▼▼▼

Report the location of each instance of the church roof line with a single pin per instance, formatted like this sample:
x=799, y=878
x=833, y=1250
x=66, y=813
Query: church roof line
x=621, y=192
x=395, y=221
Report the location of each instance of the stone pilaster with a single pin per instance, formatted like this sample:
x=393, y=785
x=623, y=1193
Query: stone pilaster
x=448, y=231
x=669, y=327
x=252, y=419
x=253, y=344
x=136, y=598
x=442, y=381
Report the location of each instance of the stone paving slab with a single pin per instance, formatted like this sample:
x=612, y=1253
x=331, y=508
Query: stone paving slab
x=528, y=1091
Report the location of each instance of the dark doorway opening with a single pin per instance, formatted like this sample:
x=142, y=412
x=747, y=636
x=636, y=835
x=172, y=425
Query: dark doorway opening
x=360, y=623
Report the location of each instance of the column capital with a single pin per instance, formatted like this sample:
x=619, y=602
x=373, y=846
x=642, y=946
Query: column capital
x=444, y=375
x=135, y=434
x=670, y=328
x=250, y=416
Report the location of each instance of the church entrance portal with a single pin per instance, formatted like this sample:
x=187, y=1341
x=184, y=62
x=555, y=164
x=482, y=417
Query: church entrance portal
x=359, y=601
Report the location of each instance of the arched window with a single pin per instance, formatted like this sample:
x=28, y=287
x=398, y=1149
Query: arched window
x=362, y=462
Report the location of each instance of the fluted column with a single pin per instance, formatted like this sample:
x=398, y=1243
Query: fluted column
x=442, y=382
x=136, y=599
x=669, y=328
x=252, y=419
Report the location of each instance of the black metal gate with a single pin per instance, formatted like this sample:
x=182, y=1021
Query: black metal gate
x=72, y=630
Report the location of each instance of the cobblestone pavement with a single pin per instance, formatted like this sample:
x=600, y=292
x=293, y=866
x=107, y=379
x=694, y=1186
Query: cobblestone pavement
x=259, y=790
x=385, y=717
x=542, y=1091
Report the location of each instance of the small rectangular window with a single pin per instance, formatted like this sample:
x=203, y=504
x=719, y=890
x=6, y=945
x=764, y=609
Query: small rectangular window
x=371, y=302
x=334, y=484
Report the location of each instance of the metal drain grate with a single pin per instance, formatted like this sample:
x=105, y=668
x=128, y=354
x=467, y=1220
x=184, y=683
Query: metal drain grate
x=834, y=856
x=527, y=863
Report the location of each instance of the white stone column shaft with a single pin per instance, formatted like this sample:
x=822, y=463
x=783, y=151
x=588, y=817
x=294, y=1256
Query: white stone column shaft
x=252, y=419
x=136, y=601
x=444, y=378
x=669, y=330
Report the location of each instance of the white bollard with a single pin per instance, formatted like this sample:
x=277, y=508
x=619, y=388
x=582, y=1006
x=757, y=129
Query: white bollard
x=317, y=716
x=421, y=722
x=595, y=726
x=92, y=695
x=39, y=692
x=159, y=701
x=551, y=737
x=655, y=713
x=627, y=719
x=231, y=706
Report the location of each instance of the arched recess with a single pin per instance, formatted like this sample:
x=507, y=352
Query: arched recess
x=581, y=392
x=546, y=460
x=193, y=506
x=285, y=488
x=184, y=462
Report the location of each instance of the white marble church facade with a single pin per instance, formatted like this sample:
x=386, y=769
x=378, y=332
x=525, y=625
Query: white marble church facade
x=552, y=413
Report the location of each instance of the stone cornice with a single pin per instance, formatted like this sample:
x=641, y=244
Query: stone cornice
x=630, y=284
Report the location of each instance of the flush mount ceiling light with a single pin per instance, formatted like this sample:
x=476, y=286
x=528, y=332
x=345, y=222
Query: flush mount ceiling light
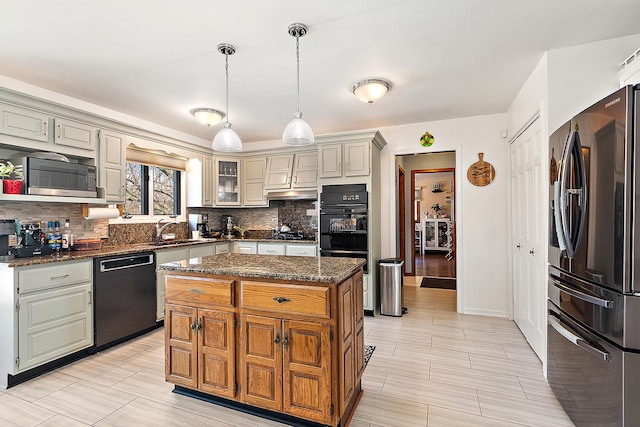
x=298, y=132
x=207, y=116
x=227, y=140
x=370, y=90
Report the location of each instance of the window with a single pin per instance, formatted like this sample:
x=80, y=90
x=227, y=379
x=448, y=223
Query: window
x=152, y=190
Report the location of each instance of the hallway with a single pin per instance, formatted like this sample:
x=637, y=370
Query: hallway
x=434, y=264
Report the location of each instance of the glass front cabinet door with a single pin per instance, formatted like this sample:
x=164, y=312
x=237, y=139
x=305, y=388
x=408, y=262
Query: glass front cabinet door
x=228, y=182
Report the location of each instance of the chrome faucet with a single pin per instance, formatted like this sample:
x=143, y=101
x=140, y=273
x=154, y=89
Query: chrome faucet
x=160, y=229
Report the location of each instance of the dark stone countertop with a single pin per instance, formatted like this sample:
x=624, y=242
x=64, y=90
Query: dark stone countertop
x=128, y=249
x=292, y=268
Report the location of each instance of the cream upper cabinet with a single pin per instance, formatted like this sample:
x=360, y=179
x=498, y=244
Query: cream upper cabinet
x=200, y=181
x=348, y=159
x=279, y=169
x=208, y=173
x=253, y=182
x=305, y=170
x=24, y=123
x=74, y=134
x=299, y=170
x=227, y=178
x=112, y=146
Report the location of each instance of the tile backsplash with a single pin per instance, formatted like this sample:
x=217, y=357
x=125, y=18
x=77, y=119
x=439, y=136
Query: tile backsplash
x=300, y=215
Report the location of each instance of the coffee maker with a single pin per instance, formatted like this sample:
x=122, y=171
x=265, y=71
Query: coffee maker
x=8, y=239
x=200, y=223
x=32, y=241
x=226, y=221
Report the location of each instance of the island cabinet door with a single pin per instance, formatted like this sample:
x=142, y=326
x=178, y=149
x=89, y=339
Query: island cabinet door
x=261, y=361
x=216, y=352
x=180, y=345
x=358, y=285
x=346, y=343
x=307, y=370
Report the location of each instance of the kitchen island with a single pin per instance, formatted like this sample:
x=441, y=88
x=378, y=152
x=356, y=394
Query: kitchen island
x=278, y=336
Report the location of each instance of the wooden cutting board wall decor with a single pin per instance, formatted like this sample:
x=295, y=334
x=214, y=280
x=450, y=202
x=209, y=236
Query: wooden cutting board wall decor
x=481, y=173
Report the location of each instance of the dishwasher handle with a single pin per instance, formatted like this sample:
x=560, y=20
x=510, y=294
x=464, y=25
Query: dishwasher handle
x=130, y=261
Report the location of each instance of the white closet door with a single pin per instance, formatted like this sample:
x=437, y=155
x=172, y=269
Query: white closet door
x=528, y=237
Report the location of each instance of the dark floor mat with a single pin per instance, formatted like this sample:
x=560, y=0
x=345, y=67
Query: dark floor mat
x=438, y=282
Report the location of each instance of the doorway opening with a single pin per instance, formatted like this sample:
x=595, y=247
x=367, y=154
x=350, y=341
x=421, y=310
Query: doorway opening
x=428, y=202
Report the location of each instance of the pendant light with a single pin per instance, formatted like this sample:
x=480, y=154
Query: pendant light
x=298, y=132
x=227, y=140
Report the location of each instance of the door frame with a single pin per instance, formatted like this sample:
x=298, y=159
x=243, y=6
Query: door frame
x=453, y=219
x=402, y=213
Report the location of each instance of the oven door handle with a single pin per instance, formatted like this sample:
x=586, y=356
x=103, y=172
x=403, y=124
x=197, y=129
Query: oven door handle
x=592, y=299
x=575, y=339
x=338, y=251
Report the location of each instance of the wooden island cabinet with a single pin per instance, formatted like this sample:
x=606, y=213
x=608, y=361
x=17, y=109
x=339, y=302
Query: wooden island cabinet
x=279, y=333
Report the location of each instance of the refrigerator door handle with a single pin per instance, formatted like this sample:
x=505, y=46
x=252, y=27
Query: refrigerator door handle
x=572, y=155
x=575, y=339
x=592, y=299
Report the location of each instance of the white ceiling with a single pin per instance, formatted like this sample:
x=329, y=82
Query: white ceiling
x=157, y=59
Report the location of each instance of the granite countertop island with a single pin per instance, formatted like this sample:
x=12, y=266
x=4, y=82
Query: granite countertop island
x=281, y=337
x=298, y=269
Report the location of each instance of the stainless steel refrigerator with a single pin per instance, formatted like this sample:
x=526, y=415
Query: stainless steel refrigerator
x=593, y=333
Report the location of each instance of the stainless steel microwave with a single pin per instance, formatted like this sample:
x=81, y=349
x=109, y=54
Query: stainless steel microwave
x=58, y=178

▲▲▲

*Problem to solve*. The required output is the span of lines from the one containing "Report the location of each instance of the pendant" to the last line, reproduced character for character.

*Answer to this problem*.
Report the location of each instance of the pendant light with a single pin per instance, formatted like this sample:
x=480, y=154
Query: pendant light
x=298, y=132
x=227, y=140
Report the location of each instance of the door frame with a single pin per instance, formatted like this sample:
x=298, y=159
x=243, y=6
Query: door frame
x=453, y=219
x=402, y=213
Report the location of each instance of the oven door handle with a single pin per instance, formatted like this sample:
x=586, y=356
x=103, y=172
x=403, y=124
x=197, y=129
Query: oven door handle
x=592, y=299
x=575, y=339
x=338, y=251
Report the location of each instance of the wooden island cabinet with a single pin per instance, formatted like this sample:
x=606, y=213
x=608, y=361
x=17, y=109
x=339, y=302
Query: wooden island cabinet
x=279, y=333
Report the location of each instance of the refrigerator door handle with a single pin per instance, formatted like this sample:
x=505, y=46
x=252, y=27
Query: refrigerator door handle
x=572, y=155
x=575, y=339
x=592, y=299
Report the location of each instance of the white ceiling with a single pin per instance, formatted like this sample:
x=329, y=82
Query: white ceiling
x=157, y=59
Report the location of each instance of the granite countertop island with a single pin per instance, formatted like this sample:
x=12, y=266
x=4, y=82
Query: granite countertop island
x=281, y=337
x=298, y=269
Report the location of each instance of the stainless steel refrigerator with a single pin per instance, formatted like this sample:
x=526, y=415
Query: stainless steel refrigerator
x=593, y=333
Report the location of each instance of the stainless steel microwave with a single pin per instance, formatted like this sample:
x=81, y=349
x=109, y=54
Query: stainless steel microwave
x=58, y=178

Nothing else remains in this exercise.